REQUIRED TASK 1: Return, word for word, the part of the passage on the association's beginnings that opens with the words containing "In their first" and closes with "welcomed in churches.".

SUPPLIED PASSAGE:

++++++++++++++++++++

In the Beginning (1980s-1991)…
The Association of Lutheran Older Adults began with a dream. Because the Evangelical Lutheran Church in America (ELCA) and the Lutheran Church-Missouri Synod (LCMS), due to tight budgets, were not developing comprehensive programs for ministry to and with older adults, staff members of Wheat Ridge Ministries of Itsaca, IL convened concerned, experienced people from different parts of the country, both from ELCA and LCMS, to explore the possibility of establishing an independent voluntary association to pursue such a ministry.
In their first and subsequent meetings the group identified and articulated issues to be addressed. They sponsored a random survey prepared by Dr. Douglas Fountain. The survey was designed to determine whether the organizing of such a ministry was needed or could prove useful, and how it might best respond to needs; it attempted to ascertain whether such an organization was viable and whether it would be welcomed in churches.

++++++++++++++++++++

RECORDS FOR THE EXERCISE:

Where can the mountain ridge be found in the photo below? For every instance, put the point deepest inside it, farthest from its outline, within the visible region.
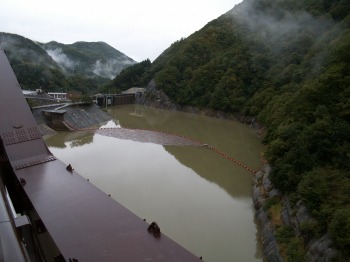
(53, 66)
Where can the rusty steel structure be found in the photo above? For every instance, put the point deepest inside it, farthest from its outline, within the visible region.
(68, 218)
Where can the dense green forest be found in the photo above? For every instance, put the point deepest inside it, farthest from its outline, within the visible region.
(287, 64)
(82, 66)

++++++++++++++++++++

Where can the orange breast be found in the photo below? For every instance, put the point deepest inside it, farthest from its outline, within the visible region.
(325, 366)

++++++++++++++++++++

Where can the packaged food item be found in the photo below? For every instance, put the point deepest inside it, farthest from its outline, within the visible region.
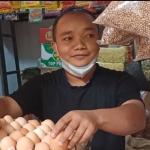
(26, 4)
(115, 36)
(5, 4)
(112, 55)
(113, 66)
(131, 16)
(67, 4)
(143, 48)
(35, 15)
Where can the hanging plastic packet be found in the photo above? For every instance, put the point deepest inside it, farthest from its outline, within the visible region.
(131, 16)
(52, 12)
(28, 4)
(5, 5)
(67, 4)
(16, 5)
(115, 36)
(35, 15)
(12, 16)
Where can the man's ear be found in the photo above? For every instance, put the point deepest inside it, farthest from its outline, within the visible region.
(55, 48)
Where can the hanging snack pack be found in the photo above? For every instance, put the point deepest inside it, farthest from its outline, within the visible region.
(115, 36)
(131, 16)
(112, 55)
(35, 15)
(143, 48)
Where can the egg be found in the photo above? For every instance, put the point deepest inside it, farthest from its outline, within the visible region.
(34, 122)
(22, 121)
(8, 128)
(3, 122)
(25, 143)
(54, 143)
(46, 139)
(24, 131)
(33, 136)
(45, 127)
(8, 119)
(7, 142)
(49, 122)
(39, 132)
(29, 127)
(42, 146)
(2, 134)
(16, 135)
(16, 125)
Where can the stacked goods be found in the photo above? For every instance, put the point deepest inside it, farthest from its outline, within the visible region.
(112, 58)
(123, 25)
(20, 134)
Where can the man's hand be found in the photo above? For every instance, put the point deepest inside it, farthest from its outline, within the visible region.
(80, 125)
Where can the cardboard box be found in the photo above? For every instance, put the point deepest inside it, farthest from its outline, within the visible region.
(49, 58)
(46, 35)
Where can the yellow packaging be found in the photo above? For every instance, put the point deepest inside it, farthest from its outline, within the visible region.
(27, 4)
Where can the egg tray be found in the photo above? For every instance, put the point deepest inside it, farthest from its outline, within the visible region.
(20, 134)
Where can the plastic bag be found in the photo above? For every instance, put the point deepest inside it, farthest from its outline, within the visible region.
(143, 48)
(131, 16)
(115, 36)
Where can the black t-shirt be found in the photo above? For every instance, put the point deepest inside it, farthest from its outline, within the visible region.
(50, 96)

++++++++++++++++++++

REQUIRED TASK 2: Collect each line of the rows that contains the string "below", copied unchanged.

RESULT 1:
In their first and subsequent meetings the group identified and articulated issues to be addressed. They sponsored a random survey prepared by Dr. Douglas Fountain. The survey was designed to determine whether the organizing of such a ministry was needed or could prove useful, and how it might best respond to needs; it attempted to ascertain whether such an organization was viable and whether it would be welcomed in churches.

RESULT 2:
Where can the mountain ridge be found in the photo below? For every instance, put the point deepest inside it, farthest from its outline, within the visible region.
Where can the orange breast be found in the photo below? For every instance, put the point deepest inside it, farthest from its outline, within the visible region.
Where can the packaged food item be found in the photo below? For every instance, put the point deepest inside it, farthest from its outline, within the visible region.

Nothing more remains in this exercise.